## CONSIGNE
Répondez à ces questions d'après le texte sur la biopsie osseuse :
1. Il y a une quinzaine d'années, quel était le seul marqueur dosé ?
2. Qu'est-ce que la phosphatase alcaline osseuse évalue uniquement ?
3. Selon le Pr Lafage-Proust, dans quelle proportion des cas la biopsie osseuse reste-t-elle indispensable en centre spécialisé ?

## TEXTE FOURNI
════════

La biopsie osseuse a-t-elle vécu ?
Dans la problématique du diagnostic de l’ostéodystrophie rénale, comme l’ostéoporose de la MRC diffère en termes d'ostéopathie sous-jacente, il est nécessaire d’évaluer le remodelage osseux avec des marqueurs biologiques. Il y a une quinzaine d’années, seule la PTH était dosée, et la biopsie osseuse était de mise pour le diagnostic de l’ostéodystrophie rénale. Depuis, des marqueurs du remodelage indépendants du débit de filtration glomérulaire (DFG) osseux ont été testés, notamment la phosphatase alcaline osseuse. Mais cette dernière n'évalue que la formation osseuse. Un marqueur de résorption ostéoclastique désormais validé est la phosphatase acide tartrate résistante 5b (TRACP5b), mais non disponible en routine pour l’instant. « Au final, la biopsie osseuse reste indispensable dans moins de 5 % des cas en centre spécialisé, estime le Pr Lafage-Proust, notamment lorsque la suspicion d'ostéomalacie est forte et que les marqueurs ne permettent pas un diagnostic suffisamment discriminant. »

════════

## DONNÉES EXTRAITES
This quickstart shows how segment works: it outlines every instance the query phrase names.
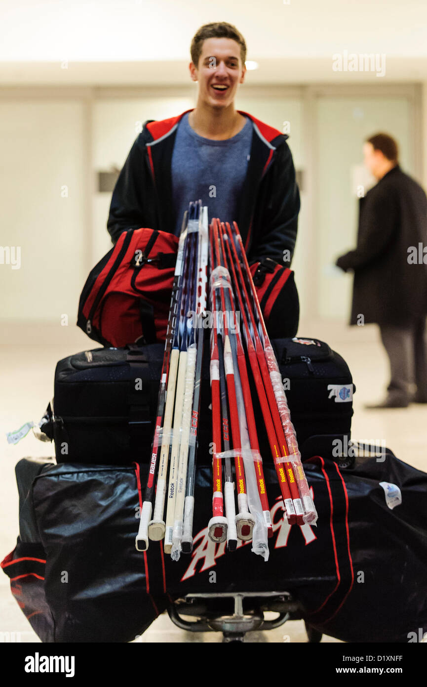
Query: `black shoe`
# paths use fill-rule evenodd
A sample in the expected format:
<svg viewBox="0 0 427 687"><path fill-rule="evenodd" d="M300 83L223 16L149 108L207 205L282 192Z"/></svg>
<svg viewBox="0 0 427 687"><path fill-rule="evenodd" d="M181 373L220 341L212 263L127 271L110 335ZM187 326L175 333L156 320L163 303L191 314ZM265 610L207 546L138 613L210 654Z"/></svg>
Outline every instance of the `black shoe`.
<svg viewBox="0 0 427 687"><path fill-rule="evenodd" d="M409 401L407 398L397 396L388 396L380 403L366 403L365 407L369 410L380 408L407 408Z"/></svg>

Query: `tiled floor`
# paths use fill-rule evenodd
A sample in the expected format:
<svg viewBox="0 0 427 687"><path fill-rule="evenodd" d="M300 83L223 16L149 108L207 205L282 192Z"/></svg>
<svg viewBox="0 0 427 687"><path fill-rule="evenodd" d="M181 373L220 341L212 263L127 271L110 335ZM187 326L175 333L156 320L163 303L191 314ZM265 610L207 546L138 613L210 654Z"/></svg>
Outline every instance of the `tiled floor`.
<svg viewBox="0 0 427 687"><path fill-rule="evenodd" d="M67 328L68 330L68 328ZM363 404L379 399L387 381L387 363L374 326L348 328L339 323L302 323L299 335L327 341L347 361L357 391L354 399L352 437L365 441L381 441L402 460L427 471L427 407L411 405L405 409L367 411ZM25 336L25 338L24 338ZM1 392L0 399L0 554L10 551L18 532L18 494L14 467L24 455L51 455L49 444L38 442L30 433L16 446L6 443L7 431L17 429L28 420L38 420L53 394L56 361L78 350L95 348L79 330L69 328L51 332L49 327L16 333L5 332L0 341ZM44 341L49 341L49 344ZM0 635L15 633L22 642L38 641L12 598L8 579L0 574ZM1 635L3 636L3 635ZM12 635L14 636L14 635ZM289 638L288 640L287 638ZM159 618L135 641L220 642L218 633L194 634L172 624L166 615ZM251 633L251 642L306 641L302 621L292 621L268 633ZM336 642L323 637L323 642Z"/></svg>

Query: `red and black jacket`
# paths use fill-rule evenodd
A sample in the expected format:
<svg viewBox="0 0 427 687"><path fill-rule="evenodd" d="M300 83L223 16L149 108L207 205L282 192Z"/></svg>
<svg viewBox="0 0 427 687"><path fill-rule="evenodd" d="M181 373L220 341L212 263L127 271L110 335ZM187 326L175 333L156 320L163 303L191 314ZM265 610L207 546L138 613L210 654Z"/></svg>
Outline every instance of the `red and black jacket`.
<svg viewBox="0 0 427 687"><path fill-rule="evenodd" d="M191 111L189 110L185 112ZM297 238L299 192L286 139L246 112L253 123L251 157L235 220L250 262L271 258L282 264ZM107 228L113 243L122 232L140 227L173 232L172 156L177 117L146 122L120 172L111 199Z"/></svg>

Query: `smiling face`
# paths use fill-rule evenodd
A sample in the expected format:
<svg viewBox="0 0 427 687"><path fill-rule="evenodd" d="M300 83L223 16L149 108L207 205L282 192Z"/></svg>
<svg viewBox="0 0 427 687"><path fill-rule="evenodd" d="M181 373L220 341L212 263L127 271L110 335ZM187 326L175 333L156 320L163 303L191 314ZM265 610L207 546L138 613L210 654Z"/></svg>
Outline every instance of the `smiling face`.
<svg viewBox="0 0 427 687"><path fill-rule="evenodd" d="M214 108L233 104L246 67L242 63L240 46L232 38L207 38L196 67L190 63L193 81L198 81L198 102Z"/></svg>

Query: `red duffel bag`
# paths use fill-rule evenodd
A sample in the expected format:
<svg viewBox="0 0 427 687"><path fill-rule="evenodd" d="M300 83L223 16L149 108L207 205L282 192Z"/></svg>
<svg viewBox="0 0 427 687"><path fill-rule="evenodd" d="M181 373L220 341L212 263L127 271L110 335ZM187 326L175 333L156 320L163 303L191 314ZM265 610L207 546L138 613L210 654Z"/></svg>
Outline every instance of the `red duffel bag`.
<svg viewBox="0 0 427 687"><path fill-rule="evenodd" d="M166 232L124 232L86 281L78 326L104 346L164 341L178 243ZM292 271L266 258L251 271L270 336L295 336L299 308Z"/></svg>
<svg viewBox="0 0 427 687"><path fill-rule="evenodd" d="M86 281L78 326L106 346L164 341L178 241L152 229L124 232Z"/></svg>

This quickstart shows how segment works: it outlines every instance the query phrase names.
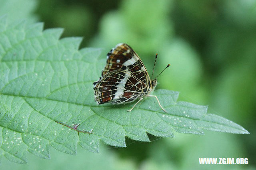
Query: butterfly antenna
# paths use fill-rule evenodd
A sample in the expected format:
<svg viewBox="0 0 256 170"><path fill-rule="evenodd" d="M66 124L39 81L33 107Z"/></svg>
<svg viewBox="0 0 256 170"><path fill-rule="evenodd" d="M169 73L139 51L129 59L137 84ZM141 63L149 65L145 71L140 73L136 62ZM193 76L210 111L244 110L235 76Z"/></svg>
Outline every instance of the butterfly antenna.
<svg viewBox="0 0 256 170"><path fill-rule="evenodd" d="M154 63L154 67L153 67L153 72L152 72L152 76L151 77L151 79L153 79L153 74L154 73L154 71L155 69L155 66L156 66L156 58L157 58L157 53L156 54L156 59L155 59L155 63Z"/></svg>
<svg viewBox="0 0 256 170"><path fill-rule="evenodd" d="M167 69L167 68L168 68L168 67L169 67L169 66L170 66L170 64L168 64L168 65L167 65L167 66L166 66L166 67L165 67L165 68L164 69L164 70L163 70L161 72L161 73L159 73L159 74L158 74L158 75L157 75L156 76L156 78L155 78L154 79L156 79L156 77L158 77L158 75L160 75L160 74L161 74L161 73L162 73L162 72L163 72L163 71L164 71L166 69Z"/></svg>

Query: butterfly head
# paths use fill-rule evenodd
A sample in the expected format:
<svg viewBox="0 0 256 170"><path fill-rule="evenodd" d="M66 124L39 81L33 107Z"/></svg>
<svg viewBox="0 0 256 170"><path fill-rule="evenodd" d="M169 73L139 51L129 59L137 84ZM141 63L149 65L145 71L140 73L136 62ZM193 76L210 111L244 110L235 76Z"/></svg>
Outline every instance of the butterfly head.
<svg viewBox="0 0 256 170"><path fill-rule="evenodd" d="M157 82L157 80L156 79L154 79L152 80L151 81L151 85L152 85L152 87L154 88L156 85L156 82Z"/></svg>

════════

## RÉPONSE
1. La PTH.
2. La formation osseuse.
3. Dans moins de 5 % des cas.